Collected data entries

** BEGIN **

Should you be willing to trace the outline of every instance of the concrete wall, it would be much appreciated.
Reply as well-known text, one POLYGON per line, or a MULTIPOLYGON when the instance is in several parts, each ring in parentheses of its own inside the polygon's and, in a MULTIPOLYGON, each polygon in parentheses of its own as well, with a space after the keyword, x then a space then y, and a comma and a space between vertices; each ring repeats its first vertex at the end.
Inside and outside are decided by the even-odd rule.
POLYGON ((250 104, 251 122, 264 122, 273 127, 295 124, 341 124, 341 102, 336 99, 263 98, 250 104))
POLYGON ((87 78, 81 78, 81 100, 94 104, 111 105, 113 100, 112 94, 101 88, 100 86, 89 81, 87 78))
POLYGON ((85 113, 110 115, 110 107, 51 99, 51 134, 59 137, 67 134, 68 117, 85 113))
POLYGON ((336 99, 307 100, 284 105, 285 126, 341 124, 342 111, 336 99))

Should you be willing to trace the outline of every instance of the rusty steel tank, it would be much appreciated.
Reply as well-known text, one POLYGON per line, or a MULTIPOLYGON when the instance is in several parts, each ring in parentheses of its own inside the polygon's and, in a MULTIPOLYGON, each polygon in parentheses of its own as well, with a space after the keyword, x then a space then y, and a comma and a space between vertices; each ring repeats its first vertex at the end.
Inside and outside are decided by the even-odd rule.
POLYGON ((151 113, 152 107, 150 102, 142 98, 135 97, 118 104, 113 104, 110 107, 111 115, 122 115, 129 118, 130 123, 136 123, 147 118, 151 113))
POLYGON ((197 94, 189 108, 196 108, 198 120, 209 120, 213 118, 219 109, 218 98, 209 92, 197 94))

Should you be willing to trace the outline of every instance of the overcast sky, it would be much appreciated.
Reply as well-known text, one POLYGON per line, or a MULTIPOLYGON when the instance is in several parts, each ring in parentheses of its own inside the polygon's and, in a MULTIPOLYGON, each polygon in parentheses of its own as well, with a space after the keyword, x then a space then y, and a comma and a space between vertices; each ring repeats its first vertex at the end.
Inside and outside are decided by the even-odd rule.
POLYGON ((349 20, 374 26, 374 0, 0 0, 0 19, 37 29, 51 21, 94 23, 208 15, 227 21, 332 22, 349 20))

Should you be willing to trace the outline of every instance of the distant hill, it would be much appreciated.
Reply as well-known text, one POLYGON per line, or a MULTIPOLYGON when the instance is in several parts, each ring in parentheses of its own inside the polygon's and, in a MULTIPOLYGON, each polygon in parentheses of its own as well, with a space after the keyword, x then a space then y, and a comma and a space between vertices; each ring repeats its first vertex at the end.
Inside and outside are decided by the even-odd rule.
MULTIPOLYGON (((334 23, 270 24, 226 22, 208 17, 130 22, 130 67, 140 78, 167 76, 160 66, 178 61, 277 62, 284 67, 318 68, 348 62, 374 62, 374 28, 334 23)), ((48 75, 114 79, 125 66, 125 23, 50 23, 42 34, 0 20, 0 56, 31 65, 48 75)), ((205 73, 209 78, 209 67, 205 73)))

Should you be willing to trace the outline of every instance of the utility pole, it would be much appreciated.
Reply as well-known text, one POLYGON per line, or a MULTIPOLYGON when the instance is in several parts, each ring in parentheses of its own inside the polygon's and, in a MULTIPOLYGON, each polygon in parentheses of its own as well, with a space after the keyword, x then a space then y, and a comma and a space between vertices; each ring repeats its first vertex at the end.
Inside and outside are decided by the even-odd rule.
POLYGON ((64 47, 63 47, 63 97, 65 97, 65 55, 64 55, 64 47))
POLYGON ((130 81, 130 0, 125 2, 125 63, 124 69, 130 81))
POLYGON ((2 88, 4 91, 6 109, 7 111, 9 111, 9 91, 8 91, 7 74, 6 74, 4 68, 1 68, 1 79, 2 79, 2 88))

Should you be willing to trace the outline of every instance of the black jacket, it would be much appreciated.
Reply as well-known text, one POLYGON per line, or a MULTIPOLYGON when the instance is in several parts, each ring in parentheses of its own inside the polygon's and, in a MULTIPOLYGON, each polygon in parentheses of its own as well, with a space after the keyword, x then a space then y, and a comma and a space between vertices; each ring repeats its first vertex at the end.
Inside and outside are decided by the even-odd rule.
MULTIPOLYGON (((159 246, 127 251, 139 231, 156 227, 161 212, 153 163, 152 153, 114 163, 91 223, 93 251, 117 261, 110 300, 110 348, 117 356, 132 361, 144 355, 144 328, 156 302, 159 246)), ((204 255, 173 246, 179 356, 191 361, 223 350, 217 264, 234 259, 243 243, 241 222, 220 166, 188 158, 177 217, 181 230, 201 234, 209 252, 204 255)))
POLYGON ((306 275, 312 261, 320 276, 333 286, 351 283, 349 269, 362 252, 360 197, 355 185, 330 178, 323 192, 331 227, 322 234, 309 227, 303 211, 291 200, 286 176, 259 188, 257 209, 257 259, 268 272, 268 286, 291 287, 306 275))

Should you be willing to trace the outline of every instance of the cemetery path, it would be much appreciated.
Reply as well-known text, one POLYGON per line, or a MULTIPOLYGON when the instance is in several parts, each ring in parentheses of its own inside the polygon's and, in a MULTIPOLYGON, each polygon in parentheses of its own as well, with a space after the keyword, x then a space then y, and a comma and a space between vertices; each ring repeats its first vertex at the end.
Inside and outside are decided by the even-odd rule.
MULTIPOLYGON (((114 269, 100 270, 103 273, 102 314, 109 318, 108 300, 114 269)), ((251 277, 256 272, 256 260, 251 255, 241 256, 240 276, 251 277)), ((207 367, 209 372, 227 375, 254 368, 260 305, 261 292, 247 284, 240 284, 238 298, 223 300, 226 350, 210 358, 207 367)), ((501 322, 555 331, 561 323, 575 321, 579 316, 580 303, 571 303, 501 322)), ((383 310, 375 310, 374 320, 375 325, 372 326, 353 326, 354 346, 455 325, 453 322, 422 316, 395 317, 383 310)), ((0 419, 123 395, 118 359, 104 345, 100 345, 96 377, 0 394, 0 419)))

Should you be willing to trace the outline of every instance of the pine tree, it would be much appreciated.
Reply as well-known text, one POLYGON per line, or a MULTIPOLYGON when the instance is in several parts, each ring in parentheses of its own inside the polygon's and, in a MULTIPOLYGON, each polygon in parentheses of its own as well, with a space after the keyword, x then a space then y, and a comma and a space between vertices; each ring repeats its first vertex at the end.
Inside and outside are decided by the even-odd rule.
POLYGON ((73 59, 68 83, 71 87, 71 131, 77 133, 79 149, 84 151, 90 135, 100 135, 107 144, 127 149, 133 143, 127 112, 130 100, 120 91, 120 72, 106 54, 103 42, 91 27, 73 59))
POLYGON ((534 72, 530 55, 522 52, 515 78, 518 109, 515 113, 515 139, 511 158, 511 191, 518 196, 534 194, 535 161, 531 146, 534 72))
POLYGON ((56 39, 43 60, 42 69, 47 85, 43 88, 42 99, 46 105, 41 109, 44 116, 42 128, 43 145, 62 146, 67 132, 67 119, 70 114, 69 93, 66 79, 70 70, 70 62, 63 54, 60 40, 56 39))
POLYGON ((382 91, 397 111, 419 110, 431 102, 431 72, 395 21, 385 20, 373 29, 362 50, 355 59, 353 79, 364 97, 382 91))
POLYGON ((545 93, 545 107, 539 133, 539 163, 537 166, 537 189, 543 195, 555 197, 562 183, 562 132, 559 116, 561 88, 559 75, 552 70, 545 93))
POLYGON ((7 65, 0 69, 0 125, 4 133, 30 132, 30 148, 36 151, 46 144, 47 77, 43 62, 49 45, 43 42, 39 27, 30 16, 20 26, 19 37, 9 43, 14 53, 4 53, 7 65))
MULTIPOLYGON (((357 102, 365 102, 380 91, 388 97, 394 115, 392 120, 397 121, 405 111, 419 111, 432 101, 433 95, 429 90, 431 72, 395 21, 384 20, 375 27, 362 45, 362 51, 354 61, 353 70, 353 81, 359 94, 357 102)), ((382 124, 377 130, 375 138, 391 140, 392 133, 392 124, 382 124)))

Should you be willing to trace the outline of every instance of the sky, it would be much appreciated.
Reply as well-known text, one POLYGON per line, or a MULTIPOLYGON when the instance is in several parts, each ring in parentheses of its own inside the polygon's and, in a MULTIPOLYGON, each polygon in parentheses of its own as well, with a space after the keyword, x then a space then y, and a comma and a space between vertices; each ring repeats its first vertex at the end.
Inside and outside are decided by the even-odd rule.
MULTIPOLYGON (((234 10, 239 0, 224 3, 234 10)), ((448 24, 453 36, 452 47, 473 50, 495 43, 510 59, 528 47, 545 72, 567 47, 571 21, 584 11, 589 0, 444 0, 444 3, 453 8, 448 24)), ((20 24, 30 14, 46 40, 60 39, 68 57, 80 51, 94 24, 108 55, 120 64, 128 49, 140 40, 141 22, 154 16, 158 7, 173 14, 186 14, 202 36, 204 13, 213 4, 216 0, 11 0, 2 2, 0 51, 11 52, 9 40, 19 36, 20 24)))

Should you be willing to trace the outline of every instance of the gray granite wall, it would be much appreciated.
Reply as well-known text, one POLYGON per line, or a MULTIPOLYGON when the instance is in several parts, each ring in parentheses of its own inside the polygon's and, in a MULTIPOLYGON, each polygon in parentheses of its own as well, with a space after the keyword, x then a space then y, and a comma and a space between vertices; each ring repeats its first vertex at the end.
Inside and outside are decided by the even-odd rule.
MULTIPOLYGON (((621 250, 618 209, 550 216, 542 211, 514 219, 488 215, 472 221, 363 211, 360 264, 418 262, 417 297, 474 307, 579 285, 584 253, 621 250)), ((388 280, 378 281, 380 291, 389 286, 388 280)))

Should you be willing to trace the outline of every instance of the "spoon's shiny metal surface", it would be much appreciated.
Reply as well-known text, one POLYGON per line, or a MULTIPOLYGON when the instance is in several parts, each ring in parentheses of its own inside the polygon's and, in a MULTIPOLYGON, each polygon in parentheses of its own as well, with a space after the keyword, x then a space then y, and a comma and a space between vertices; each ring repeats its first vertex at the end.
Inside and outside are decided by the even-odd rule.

** END **

Do this: Change "concrete wall" to "brick wall" in the material from its beginning through the line containing "POLYGON ((197 94, 189", inclusive, and give those lines again with nothing else altered.

Task solution:
Should you be willing to trace the outline of every instance of the brick wall, it would be much appreciated.
Reply as well-known text, one POLYGON per line, or a MULTIPOLYGON when the instance is in several parts, each ring in parentheses of its own inside the polygon's and, in a MULTIPOLYGON, each polygon in parentheses of its own as well, with a space after the keyword, x then a space then y, and a comma and a space between vertices; each ring repeats its first vertex at the end.
Inside and outside are decided by the even-odd rule.
POLYGON ((250 104, 251 122, 264 122, 273 127, 295 124, 341 124, 341 102, 336 99, 263 98, 250 104))
POLYGON ((87 78, 81 78, 81 100, 94 104, 111 105, 113 100, 112 94, 101 88, 100 86, 89 81, 87 78))
POLYGON ((85 113, 110 115, 110 107, 51 99, 51 134, 59 137, 67 134, 68 117, 85 113))
POLYGON ((336 99, 307 100, 284 105, 285 126, 341 124, 342 111, 336 99))

Should you be willing to trace the outline of every instance of the rusty steel tank, it would be much appreciated.
Reply as well-known text, one POLYGON per line, or a MULTIPOLYGON when the instance is in several parts, each ring in parentheses of its own inside the polygon's and, in a MULTIPOLYGON, each polygon in parentheses of its own as well, with a space after the keyword, x then a space then y, and a comma and a space between vertices; each ring repeats its first vertex at the end.
Inside and outside are decided by the even-odd rule.
POLYGON ((151 113, 152 107, 150 102, 142 98, 135 97, 118 104, 113 104, 110 107, 111 115, 122 115, 129 118, 130 123, 136 123, 147 118, 151 113))
POLYGON ((197 94, 189 108, 196 108, 198 120, 209 120, 213 118, 219 109, 218 98, 209 92, 197 94))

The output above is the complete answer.